PHYS 2426 – Engineering Physics II

RC Circuits

 

Leader: _________________________          Recorder: __________________________

Skeptic: _________________________         Encourager: ________________________

 

Materials

Genecon

1 F Capacitor

2 x light bulbs in Sockets

4 x Alligator Clip Cables

Stop Watch

Pasco Circuit Board

Function Generator

BNC cable

BNC – Alligator cable

Oscilloscope Probe

DMM

Digital Storage Oscilloscope

Laptop

 

Part 1 Qualitative Observations with a Genecon

Introduction

      In this activity we will explore the circuit made by resistor and capacitor connected in series known as an RC circuit.  RC circuits have a lot of uses such as controlling the rate at which capacitors charge and discharge and setting rates at which circuits oscillate.  Here we will make some simple qualitative observations with the Genecon and then we will shift to the oscilloscope to make quantitative measurements.

## Supplied entries
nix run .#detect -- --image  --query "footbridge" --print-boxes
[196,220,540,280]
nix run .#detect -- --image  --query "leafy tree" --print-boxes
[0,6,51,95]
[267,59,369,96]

* * *

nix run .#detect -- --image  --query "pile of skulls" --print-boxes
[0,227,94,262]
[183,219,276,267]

...

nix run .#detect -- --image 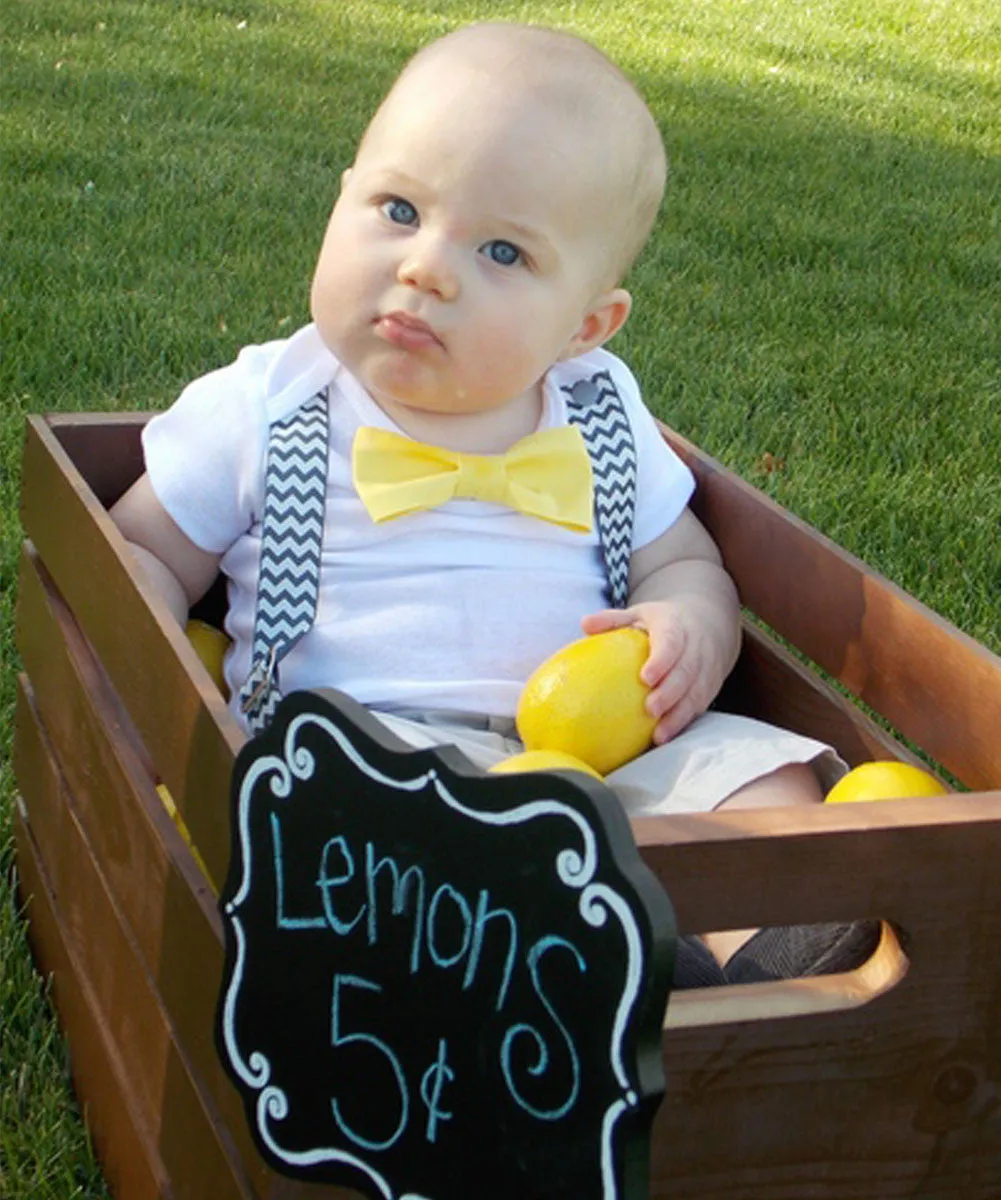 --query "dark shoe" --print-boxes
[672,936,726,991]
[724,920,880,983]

## Task objective
Please output the passage of the RC circuits handout above, starting at "In this activity" and ending at "make quantitative measurements.", with no changes.

## Solution for this exercise
In this activity we will explore the circuit made by resistor and capacitor connected in series known as an RC circuit.  RC circuits have a lot of uses such as controlling the rate at which capacitors charge and discharge and setting rates at which circuits oscillate.  Here we will make some simple qualitative observations with the Genecon and then we will shift to the oscilloscope to make quantitative measurements.